┌────────
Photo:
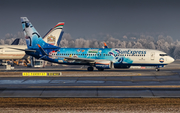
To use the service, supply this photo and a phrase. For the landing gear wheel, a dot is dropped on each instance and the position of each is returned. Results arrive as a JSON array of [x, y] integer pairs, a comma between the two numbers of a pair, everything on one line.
[[99, 69], [157, 69], [90, 68]]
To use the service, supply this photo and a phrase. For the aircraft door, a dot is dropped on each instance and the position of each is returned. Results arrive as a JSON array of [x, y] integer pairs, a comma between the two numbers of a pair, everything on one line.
[[152, 55], [1, 51]]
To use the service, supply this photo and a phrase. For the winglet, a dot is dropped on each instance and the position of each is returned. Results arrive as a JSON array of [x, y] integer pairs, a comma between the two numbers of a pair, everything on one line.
[[105, 45], [38, 45], [42, 50]]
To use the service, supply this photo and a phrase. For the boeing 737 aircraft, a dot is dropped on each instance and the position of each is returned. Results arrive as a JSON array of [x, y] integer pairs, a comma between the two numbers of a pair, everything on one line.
[[7, 52], [101, 58]]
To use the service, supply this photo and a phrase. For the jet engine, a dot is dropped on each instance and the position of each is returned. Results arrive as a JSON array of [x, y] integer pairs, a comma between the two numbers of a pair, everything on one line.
[[104, 65]]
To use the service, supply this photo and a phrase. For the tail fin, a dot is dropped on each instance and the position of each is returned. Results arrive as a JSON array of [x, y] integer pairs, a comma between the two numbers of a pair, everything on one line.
[[32, 36], [60, 37], [52, 36], [105, 45], [16, 41]]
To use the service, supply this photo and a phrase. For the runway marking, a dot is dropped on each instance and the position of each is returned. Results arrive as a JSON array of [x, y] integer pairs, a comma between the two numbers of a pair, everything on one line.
[[41, 73], [163, 86]]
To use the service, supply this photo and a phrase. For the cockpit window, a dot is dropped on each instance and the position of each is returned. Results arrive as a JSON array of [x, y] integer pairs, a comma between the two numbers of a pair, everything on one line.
[[163, 55]]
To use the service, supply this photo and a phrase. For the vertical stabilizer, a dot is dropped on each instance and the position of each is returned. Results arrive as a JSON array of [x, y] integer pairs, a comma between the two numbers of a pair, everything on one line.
[[54, 34], [32, 36]]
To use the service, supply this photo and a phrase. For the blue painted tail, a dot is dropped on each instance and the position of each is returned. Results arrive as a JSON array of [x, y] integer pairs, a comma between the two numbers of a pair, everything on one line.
[[32, 36]]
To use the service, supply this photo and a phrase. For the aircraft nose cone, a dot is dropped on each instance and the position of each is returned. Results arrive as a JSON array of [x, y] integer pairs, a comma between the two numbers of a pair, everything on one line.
[[170, 59]]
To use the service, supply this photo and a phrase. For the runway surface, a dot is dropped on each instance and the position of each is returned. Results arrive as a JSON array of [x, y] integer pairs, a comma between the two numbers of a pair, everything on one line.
[[81, 83]]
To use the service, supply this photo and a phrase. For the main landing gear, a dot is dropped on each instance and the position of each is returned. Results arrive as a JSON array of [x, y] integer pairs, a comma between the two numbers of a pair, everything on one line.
[[157, 69], [90, 68], [100, 69]]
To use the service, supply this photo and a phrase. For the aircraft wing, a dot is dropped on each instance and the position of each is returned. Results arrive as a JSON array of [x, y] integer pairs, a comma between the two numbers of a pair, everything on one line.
└────────
**The exercise**
Copy out all of the data above word for word, leaving out the pictures.

**Solution to this task**
Photo:
To use the service, supply this photo and a phrase. For the landing gear wheel, a dot is dropped on each instance and the position of each is returned. Results arrive as a JSON array of [x, y] integer pairs, a comma between the two numbers of a pair, everything on one line.
[[99, 69], [157, 69], [90, 68]]
To use the service, supply this photo and a phrase. For the aircraft door, a dot is dropped on each instance and the position of each is returned. Results arrive as a JSON array of [x, y] integer pairs, a comma between the two numbers of a pair, everything on one line.
[[152, 55], [1, 51]]
To use the service, supply this photo and a phrase. For the winglet, a dot is dropped on each instance and the position of each is returned. Results arrive as a JSON array of [x, y] integer pairs, a comma between the two numbers of a pair, everything on one line.
[[105, 45], [38, 45], [42, 50]]
To use the service, supply this photo and a phrase. For the boeing 737 aircraft, a dot is dropped on each instance and the position of each is returned. Results arrive as a JSON array of [x, y] integer pairs, a comma between the two numbers of a pair, everything on one line.
[[7, 52], [101, 58]]
To use the service, supply this photo and a phrase. For the jet engine, a dot is dropped on each instance and the position of each is returned. Results arrive as a JSON array of [x, y] integer pairs, a comma between the two numbers of a pair, everything on one line.
[[104, 65]]
To use the service, supply this photo and a phrase. For the tail fin, a dot is dropped on each instance and the position of each is returned. Results arrive as a JSON array of [x, y] integer pairs, a comma between the two numbers of a pair, everything on one line.
[[32, 36], [60, 37], [52, 36], [105, 45], [16, 41]]
To use the service, supply this photo and a phrase. For the runway marking, a dot is dropped on each instance and the position of each is returned. Results arrive as a JSON array of [x, y] integer pairs, a comma between the two numbers of a pair, everything on one line.
[[41, 73], [163, 86]]
To use the service, supply this photo and a phrase. For the cockpit window, a dot is dropped on each instance and the position of each is returned. Results arrive as a JSON array of [x, y] integer pairs, a comma between the two numbers of a pair, everything on one line.
[[163, 55]]
To use the service, supply this photo and a phrase. For the vertical stabilizer, a dot is dropped on each instance and the position of each is returned. Results arrive as a JSON array of [x, y] integer pairs, a comma between the two numbers of a pair, everything on one line.
[[54, 34], [32, 36]]
To use the service, supply this photo and a phrase. For the blue painted tail, a dot is dropped on each instance and the position of each is returned. Results arrive as a JSON array of [x, y] integer pairs, a comma between the two numbers of a pair, everything on one line.
[[32, 36]]
To use the service, supply this photo and a phrase. For the aircraft nose cone, a dot is dropped on each instance and the position of each is returned. Results arrive as a JSON array of [x, y] integer pairs, a comma between the two numbers of a pair, everything on one line.
[[170, 59]]
To use the service, supply this photo and a phrase. For the runway surface, a dot is dropped on each instance and the position of each is returned. Results arrive as a JSON array of [x, y] integer pairs, a comma between the two numbers of a pair, everything on one line.
[[81, 83]]
To use the service, supply this photo and a phrase. For the main landing gear, a dot is dropped on each instance and the position of each is returned. Results arrive as a JSON array of [x, y] integer pairs, a comma between the two numbers of a pair, everything on one line.
[[157, 69], [90, 68], [100, 69]]
To use the service, supply this photo and a phrase. For the aircraft wing, a dot is dropped on each instance and the position of each is returned. Results arrive as a JSON array of [x, y] integer pairs, a comma between the two numbers of a pair, everything on one line.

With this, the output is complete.